[练习任务]
a – 根据关于 self attention 的节选文本，mask self attention 中的每个 token 只能看到哪些 token 的特征？
b – 请逐字抄录关于 self attention 的节选文本中从“直观来讲，就是每个 token 的”起至“通过这种方式来获取和学习其它 token 的特征，并作为下一层的输入。”止的这一段。

[节选文本]
☆ ☆ ☆

深度学习笔记--基于C++手撕self attention机制

news2025/7/14 1:49:09

1--self attention原理

2--C++代码

3--拓展

3-1--mask self attention

3-2--cross attention

1--self attention原理

直观来讲，就是每个 token 的 Query 去和其它 token（包括自身）的 Key 进行 dot product（点积）来计算权重 weight，weight 一般需要进行 softmax 归一化操作，然后将 weight 与每个 token 的 Value 进行加权。每个 token 通过这种方式来获取和学习其它 token 的特征，并作为下一层的输入。

2--C++代码

基于 egien 库实现：

#include <iostream>
#include <Eigen/Dense>

// 定义 Self-Attention 函数
Eigen::MatrixXd selfAttention(const Eigen::MatrixXd& input) {
    int seq_length = input.rows();
    int hidden_size = input.cols();

    // 初始化权重矩阵 WQ, WK, WV
    Eigen::MatrixXd WQ = Eigen::MatrixXd::Random(hidden_size, hidden_size);
    Eigen::MatrixXd WK = Eigen::MatrixXd::Random(hidden_size, hidden_size);
    Eigen::MatrixXd WV = Eigen::MatrixXd::Random(hidden_size, hidden_size);

    // 计算 Q, K, V 矩阵
    Eigen::MatrixXd Q = input * WQ;
    Eigen::MatrixXd K = input * WK;
    Eigen::MatrixXd V = input * WV;

    // 计算注意力分数
    Eigen::MatrixXd scores = (Q * K.transpose()).eval();

    // 缩放注意力分数
    scores /= sqrt(hidden_size);

    // 计算注意力权重(替代softmax)
    Eigen::MatrixXd attention_weights = scores.unaryExpr([](double x) { return exp(x); });
    Eigen::MatrixXd weights_sum = attention_weights.rowwise().sum(); // 按行求和
    for(int i = 0; i < attention_weights.rows(); i++){ // 归一化
        attention_weights.row(i) /= weights_sum(i);
    }

    // 计算输出
    Eigen::MatrixXd output = attention_weights * V;
    return output;
}

int main(){
    int seq_length = 5;
    int hidden_size = 4;
    Eigen::MatrixXd input = Eigen::MatrixXd::Random(seq_length, hidden_size); // 随机初始化输入矩阵
    Eigen::MatrixXd output = selfAttention(input); // 计算 Self-Attention 输出

    // 打印输入输出
    std::cout << "Input:\n" << input << "\n";
    std::cout << "Output:\n" << output << "\n";
    return 0;
}

3--拓展

拓展记录一下 transformer 中的 mask self attention 和 cross attention 机制。

3-1--mask self attention

mask self attention 与 self attention 最大的区别在于：self attention 中每一个 token 可以看到和获取所有 token 的特征，而 mask self attention 的 token 只能看到其前面（左边）的 token 特征，并不能聚合其后面的 token。

self attention：（全局视野）

mask self attention：

对于上图的 mask self attention，a1 只能聚合本身的特征，a2 可以聚合 a1 和本身的特征，a4 则可以聚合前面全部 token 的特征；

具体实现，就是下图中的 a2 的 Query 只去和 a1 和本身的 Key 来计算权重 weight，并且 weight 也只和 a1 和 a2 的 Value 进行加权；

☆ ☆ ☆

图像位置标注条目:

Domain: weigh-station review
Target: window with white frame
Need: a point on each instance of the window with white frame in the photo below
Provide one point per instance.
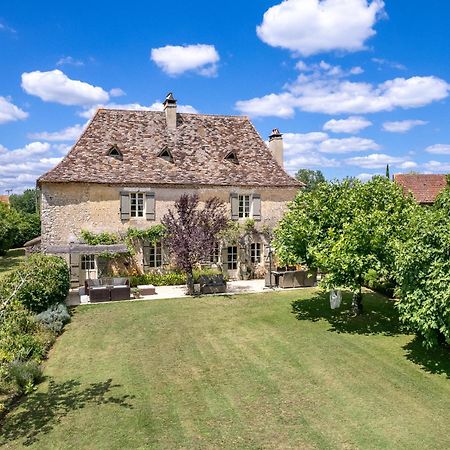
(136, 204)
(214, 257)
(232, 258)
(87, 262)
(244, 206)
(255, 252)
(155, 256)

☆ ☆ ☆

[参考答案]
a – 只能看到其前面（左边）的 token 特征，不能聚合其后面的 token。

b –
直观来讲，就是每个 token 的 Query 去和其它 token（包括自身）的 Key 进行 dot product（点积）来计算权重 weight，weight 一般需要进行 softmax 归一化操作，然后将 weight 与每个 token 的 Value 进行加权。每个 token 通过这种方式来获取和学习其它 token 的特征，并作为下一层的输入。